== Excerpt provided ==
Just like there’s no “I” in team…there’s no “N” in ATN.
I heard this expression at our Renal Grand Rounds today featuring pathologist Isaac Stillman at nearby Beth Israel Hospital. It’s not completely accurate, as in many cases of ATN, one can often see patchy loss of tubular epithelial cells with resultant gaps and exposure of denuded basement membrane–though recent evidence points to the fact that this is can be the result of either necrosis or apoptosis, a more controlled version of cell death.
But it is true that, despite its name, frank necrosis of renal tubular cells on biopsy is actually fairly rare. ATN remains predominantly a clinical diagnosis, and there are several instances in the literature of patients with a clear diagnosis of ATN who, on renal biopsy, demonstrate a seemingly normal renal histology. Most likely, there is tubular injury, but we just don’t have the sensitivity to detect it. This is supported by recent animal studies identifying various renal biomarkers which are elevated in the urine of virtually all mice subjected to AKI despite apparently normal tubular histology.
When there is necrosis in ATN, it is often most prominent in the outer medulla, where the S3 segment of the proximal tubule joins the medullary thick ascending limb of the loop of Henle, as this is a region already subjected to relative hypoxia. Heavy metal-induced ATN is a special subset of ATN known to demonstrate especially high levels of necrosis than the more common forms of ATN we typically see.

Free-text object descriptions:
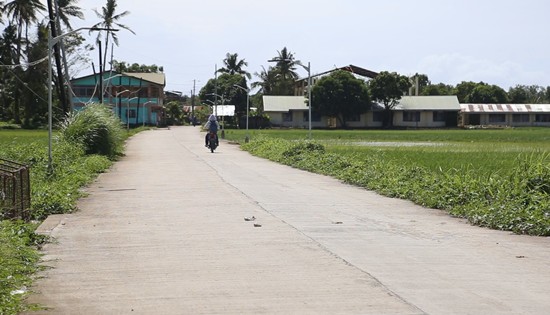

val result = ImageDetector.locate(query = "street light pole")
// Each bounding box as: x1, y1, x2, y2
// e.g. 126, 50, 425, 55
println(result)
126, 96, 138, 132
115, 90, 130, 118
267, 58, 312, 140
233, 84, 250, 143
48, 27, 118, 172
303, 61, 312, 140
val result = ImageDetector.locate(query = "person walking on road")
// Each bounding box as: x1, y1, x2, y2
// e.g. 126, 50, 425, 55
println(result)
204, 114, 220, 147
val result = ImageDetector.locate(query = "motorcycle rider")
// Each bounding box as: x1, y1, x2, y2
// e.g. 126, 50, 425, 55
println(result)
204, 114, 220, 147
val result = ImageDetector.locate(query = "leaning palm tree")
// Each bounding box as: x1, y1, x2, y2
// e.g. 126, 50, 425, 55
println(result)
92, 0, 135, 72
218, 53, 252, 79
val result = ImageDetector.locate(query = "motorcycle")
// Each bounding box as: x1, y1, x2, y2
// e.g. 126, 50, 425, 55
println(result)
208, 131, 218, 153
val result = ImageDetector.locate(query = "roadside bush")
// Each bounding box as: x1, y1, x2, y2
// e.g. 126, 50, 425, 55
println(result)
60, 104, 124, 158
0, 221, 43, 315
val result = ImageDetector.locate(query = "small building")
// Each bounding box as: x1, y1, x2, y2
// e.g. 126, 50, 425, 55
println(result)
71, 71, 166, 126
460, 104, 550, 127
393, 95, 460, 128
263, 95, 460, 128
263, 95, 326, 128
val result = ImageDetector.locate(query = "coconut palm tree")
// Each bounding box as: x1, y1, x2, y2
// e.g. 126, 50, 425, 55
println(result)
218, 53, 252, 79
251, 66, 277, 95
272, 47, 301, 95
92, 0, 135, 72
273, 47, 301, 80
56, 0, 84, 30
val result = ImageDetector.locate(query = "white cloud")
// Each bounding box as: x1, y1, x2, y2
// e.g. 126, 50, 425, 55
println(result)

== Actions to take ==
[1] Write out the stretch of the text on ATN from "When there is" through "we typically see.".
[2] In the text on ATN, turn the paragraph beginning "When there is necrosis in ATN" into a short bulleted list that keeps its main facts.
[3] Answer these questions from the text on ATN:
(a) What is Isaac Stillman's specialty?
(b) What two forms of cell death can cause the patchy loss of tubular epithelial cells?
(c) In what animals were renal biomarkers found elevated in the urine despite apparently normal tubular histology?
This material is separate and unrelated to the text on ATN.

== Outputs in order ==
[1]
When there is necrosis in ATN, it is often most prominent in the outer medulla, where the S3 segment of the proximal tubule joins the medullary thick ascending limb of the loop of Henle, as this is a region already subjected to relative hypoxia. Heavy metal-induced ATN is a special subset of ATN known to demonstrate especially high levels of necrosis than the more common forms of ATN we typically see.

[2]
- When necrosis occurs in ATN, it is often most prominent in the outer medulla.
- This is where the S3 segment of the proximal tubule joins the medullary thick ascending limb of the loop of Henle.
- The region is already subjected to relative hypoxia.
- Heavy metal-induced ATN is a special subset that shows especially high levels of necrosis compared with the more common forms of ATN.

[3]
(a) Pathology; he is a pathologist.
(b) Necrosis or apoptosis.
(c) Mice.